DOCUMENT SECTION Start Marker
Dec 31, 2012New fruit fly spreading across country
A new fruit fly is showing up across the United States, and it may cause problems for growers, especially in small fruit. Similar in size, but not appearance, to Spotted Wing Drosophila (SWD), the African fig fly (AFF) lays its eggs in overripe and damaged fruit, said David Biddinger, a researcher with Penn State University’s Department of Entomology.
The main concern for AFF is mid- to late-season crops like raspberries, blackberries and grapes.
“In our experience, SWD does not appear to like grapes as a host all that well, but AFF numbers have been highest in grapes,” Biddinger said.
AFF was first found in the United States in Florida in 2005, where it has spread to several counties. It’s also been reported in Michigan, Texas, Arizona, California, Mississippi, Oklahoma, Louisiana, South Carolina, Virginia, Wisconsin and Connecticut, although not all state records were immediately verifiable, said Joel Floyd, a domestic diagnostics coordinator with USDA’s Animal and Plant Health Inspection Service.
DOCUMENT SECTION End Marker
**PROBLEM SET**
**a.** Reproduce everything in the fruit fly article from "AFF was first" down to "Health Inspection Service.".
**b.** Answer these questions about the fruit fly article:
(i) What does the abbreviation AFF stand for?
(ii) According to Biddinger, in which crop have AFF numbers been highest?
(iii) In what state and year was AFF first found in the United States?
The items have nothing to do with the fruit fly article.
GIVEN DATA Start Marker
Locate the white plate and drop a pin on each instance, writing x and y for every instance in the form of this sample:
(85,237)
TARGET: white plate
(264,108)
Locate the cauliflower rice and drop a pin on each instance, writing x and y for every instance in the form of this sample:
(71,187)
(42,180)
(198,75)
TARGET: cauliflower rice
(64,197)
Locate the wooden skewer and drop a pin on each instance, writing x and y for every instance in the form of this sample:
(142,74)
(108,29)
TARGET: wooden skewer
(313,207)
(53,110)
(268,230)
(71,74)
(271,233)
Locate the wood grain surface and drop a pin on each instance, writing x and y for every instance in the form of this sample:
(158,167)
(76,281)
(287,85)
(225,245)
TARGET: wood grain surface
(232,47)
GIVEN DATA End Marker
GIVEN DATA Start Marker
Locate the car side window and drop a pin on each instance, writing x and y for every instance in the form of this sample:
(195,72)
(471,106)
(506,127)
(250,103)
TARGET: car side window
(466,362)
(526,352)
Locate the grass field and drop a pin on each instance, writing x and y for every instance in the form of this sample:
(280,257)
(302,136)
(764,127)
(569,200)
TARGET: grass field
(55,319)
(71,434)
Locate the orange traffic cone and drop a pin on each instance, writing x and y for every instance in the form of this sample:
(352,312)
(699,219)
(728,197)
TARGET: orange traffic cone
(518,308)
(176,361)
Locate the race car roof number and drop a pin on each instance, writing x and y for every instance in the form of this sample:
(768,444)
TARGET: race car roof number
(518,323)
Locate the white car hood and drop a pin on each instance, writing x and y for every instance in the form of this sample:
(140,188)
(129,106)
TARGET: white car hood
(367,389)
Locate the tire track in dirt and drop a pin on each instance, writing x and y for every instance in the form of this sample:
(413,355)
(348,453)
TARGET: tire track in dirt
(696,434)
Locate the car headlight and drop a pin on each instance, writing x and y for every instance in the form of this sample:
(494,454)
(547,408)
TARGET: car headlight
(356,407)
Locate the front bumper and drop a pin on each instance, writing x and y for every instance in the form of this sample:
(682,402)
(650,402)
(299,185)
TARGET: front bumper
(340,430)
GIVEN DATA End Marker
GIVEN DATA Start Marker
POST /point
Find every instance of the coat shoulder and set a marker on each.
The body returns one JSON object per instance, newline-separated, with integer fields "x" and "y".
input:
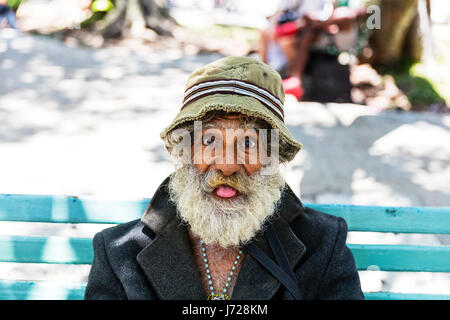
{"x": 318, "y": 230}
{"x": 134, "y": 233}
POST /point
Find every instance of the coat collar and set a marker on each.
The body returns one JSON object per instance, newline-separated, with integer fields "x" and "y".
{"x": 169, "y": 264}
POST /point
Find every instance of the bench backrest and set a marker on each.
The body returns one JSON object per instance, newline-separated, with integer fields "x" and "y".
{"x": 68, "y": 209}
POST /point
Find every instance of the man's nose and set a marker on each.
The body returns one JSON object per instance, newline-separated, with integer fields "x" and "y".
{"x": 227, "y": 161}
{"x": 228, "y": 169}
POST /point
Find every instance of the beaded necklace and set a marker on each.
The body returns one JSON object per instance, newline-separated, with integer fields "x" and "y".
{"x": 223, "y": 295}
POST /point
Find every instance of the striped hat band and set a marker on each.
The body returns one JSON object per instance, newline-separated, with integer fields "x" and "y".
GIVEN DATA End Marker
**RESULTS BY TASK**
**a.**
AFF was first found in the United States in Florida in 2005, where it has spread to several counties. It’s also been reported in Michigan, Texas, Arizona, California, Mississippi, Oklahoma, Louisiana, South Carolina, Virginia, Wisconsin and Connecticut, although not all state records were immediately verifiable, said Joel Floyd, a domestic diagnostics coordinator with USDA’s Animal and Plant Health Inspection Service.

**b.**
(i) African fig fly
(ii) Grapes
(iii) Florida, in 2005